- Stored items:
• • • •

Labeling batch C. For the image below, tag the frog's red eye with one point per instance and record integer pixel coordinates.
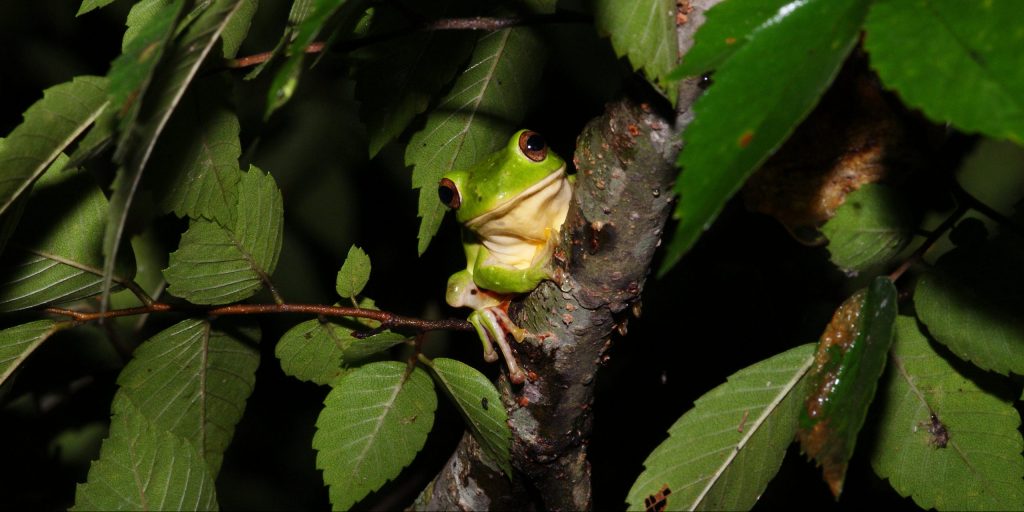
(449, 194)
(532, 145)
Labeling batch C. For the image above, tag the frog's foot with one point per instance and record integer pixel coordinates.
(492, 324)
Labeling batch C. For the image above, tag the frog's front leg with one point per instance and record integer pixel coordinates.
(492, 324)
(488, 318)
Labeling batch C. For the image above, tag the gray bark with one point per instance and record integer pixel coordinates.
(623, 197)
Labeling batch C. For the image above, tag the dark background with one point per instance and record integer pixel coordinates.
(747, 292)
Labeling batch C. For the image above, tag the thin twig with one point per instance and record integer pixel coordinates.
(483, 24)
(976, 204)
(388, 320)
(933, 237)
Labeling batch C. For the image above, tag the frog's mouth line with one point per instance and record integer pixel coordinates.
(513, 202)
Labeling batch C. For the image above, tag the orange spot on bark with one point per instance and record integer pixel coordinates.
(658, 501)
(745, 138)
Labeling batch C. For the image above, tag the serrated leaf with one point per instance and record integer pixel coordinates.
(869, 229)
(850, 358)
(354, 273)
(967, 72)
(142, 20)
(374, 422)
(944, 438)
(644, 31)
(793, 55)
(360, 348)
(238, 28)
(287, 78)
(971, 302)
(194, 382)
(395, 80)
(150, 29)
(97, 139)
(49, 126)
(217, 265)
(17, 343)
(480, 406)
(475, 118)
(197, 167)
(143, 467)
(312, 351)
(158, 103)
(722, 453)
(56, 254)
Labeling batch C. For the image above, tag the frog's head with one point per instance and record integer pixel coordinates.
(503, 179)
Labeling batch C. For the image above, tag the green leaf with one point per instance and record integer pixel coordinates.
(88, 5)
(144, 467)
(287, 78)
(356, 348)
(312, 351)
(722, 453)
(143, 22)
(869, 229)
(56, 254)
(850, 359)
(967, 72)
(480, 406)
(238, 28)
(374, 422)
(50, 125)
(17, 343)
(217, 265)
(727, 28)
(395, 80)
(194, 382)
(475, 119)
(151, 27)
(971, 302)
(197, 166)
(792, 55)
(354, 273)
(644, 31)
(158, 102)
(944, 438)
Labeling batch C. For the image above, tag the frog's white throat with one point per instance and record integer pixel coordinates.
(519, 232)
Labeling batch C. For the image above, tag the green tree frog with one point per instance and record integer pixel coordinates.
(511, 206)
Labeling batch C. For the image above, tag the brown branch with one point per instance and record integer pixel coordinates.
(387, 320)
(933, 237)
(483, 24)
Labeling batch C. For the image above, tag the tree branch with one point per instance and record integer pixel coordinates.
(387, 320)
(485, 24)
(622, 200)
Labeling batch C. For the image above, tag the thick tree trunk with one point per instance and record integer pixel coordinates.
(623, 198)
(625, 164)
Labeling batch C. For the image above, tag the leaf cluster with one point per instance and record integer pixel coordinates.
(143, 192)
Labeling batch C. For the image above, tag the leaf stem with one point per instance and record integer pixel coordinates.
(387, 320)
(933, 237)
(976, 204)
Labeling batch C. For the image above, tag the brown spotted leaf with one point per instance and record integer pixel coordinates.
(849, 361)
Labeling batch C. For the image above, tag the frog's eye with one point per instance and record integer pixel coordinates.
(532, 145)
(449, 194)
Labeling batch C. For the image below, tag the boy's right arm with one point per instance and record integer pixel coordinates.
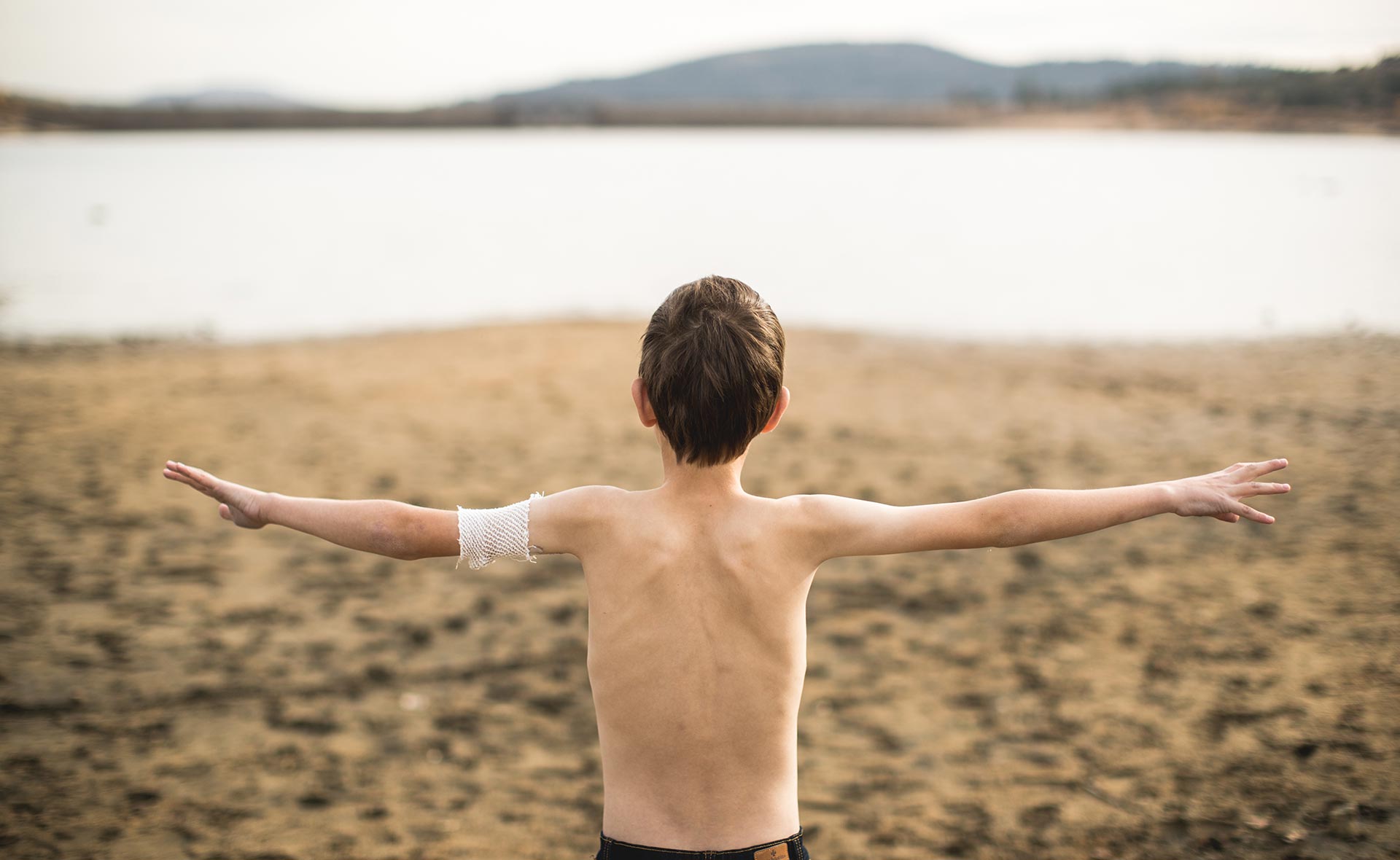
(841, 526)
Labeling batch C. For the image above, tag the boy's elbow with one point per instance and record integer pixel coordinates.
(389, 536)
(1001, 528)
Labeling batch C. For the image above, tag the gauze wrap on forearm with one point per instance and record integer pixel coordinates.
(485, 536)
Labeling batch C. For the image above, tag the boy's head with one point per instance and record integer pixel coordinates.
(712, 370)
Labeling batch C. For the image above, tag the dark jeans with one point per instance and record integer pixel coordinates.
(779, 849)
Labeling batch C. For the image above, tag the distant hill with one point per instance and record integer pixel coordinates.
(853, 73)
(222, 100)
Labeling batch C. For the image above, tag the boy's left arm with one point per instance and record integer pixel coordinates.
(558, 523)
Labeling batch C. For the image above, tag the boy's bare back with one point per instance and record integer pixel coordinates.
(696, 657)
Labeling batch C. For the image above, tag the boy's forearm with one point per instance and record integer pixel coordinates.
(366, 525)
(1042, 515)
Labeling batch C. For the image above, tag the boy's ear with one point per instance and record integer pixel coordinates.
(639, 396)
(785, 397)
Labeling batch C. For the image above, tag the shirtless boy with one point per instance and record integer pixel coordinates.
(698, 590)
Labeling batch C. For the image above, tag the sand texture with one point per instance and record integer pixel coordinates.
(175, 687)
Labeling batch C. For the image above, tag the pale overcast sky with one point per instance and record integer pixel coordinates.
(416, 52)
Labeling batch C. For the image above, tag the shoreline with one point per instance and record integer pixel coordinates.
(50, 344)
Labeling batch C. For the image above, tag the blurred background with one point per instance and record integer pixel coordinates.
(406, 251)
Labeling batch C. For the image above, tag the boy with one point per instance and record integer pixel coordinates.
(698, 590)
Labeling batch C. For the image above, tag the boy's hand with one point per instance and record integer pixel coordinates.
(1220, 493)
(243, 505)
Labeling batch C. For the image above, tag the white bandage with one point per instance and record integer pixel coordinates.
(485, 536)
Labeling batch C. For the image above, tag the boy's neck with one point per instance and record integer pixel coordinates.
(701, 480)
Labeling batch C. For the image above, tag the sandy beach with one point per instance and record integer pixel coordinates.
(175, 687)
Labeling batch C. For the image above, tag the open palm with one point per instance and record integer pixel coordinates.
(241, 505)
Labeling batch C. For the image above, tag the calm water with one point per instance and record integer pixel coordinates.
(965, 234)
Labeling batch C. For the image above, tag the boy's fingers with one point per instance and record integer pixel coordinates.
(1264, 467)
(1255, 515)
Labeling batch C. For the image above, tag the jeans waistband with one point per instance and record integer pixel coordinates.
(788, 848)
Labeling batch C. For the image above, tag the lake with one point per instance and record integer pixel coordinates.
(966, 234)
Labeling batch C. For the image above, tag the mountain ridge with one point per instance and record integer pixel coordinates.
(871, 73)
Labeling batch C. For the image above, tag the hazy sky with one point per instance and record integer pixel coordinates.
(413, 52)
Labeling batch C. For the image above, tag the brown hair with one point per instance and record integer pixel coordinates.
(712, 360)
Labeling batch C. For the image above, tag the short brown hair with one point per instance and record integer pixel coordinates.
(712, 360)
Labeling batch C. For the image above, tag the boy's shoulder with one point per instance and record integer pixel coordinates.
(572, 519)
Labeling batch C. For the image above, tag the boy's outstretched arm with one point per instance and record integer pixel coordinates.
(558, 523)
(841, 526)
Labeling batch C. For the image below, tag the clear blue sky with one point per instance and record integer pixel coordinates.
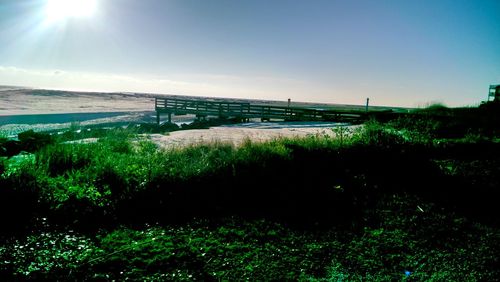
(396, 52)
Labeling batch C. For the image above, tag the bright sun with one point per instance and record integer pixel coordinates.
(65, 9)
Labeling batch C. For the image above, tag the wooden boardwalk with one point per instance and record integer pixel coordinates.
(202, 107)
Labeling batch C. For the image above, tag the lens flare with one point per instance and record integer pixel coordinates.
(65, 9)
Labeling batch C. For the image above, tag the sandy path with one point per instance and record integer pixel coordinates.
(237, 134)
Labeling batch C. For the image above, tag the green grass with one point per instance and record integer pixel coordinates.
(384, 202)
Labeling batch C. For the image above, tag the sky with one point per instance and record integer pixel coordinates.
(395, 52)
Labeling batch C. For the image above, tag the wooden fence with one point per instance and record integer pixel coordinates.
(202, 107)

• • • •

Leaving the pictures out, set down exactly the lines from the one with "Labeling batch C. For the image above, tag the boy's shoulder" through the end of the records.

- RESULT:
Labeling batch C. For the image above, tag the boy's shoulder with one point per instance and record integer pixel coordinates.
(572, 519)
Labeling batch C. For the image above, tag the boy's outstretched arm with one point per instance and record integer pixel coordinates.
(558, 523)
(841, 526)
Labeling batch C. For the image below, tag the clear blue sky with one point per instance and record integer pixel coordinates.
(396, 52)
Labeling batch C. For the image above, tag the bright sun with one point per instance and record integer pixel coordinates.
(65, 9)
Labeling batch C. For the image above, tag the wooden boardwalk with one point per instance and record integer pixel coordinates.
(202, 107)
Labeling batch C. For the image above, tag the lens flare with one point per instance and record integer pixel coordinates.
(65, 9)
Labeling batch C. For the image above, tag the sandy path with one point per instance and record integer pixel coordinates.
(237, 134)
Labeling batch C. For the image above, tag the green grass with one point per instance and record integer pixel coordinates.
(384, 202)
Labeling batch C. For the image above, tag the sky with one point per instance and record integer pixel coordinates.
(395, 52)
Labeling batch C. For the image above, tag the wooden fence with one point per instance and record integer pixel coordinates.
(202, 107)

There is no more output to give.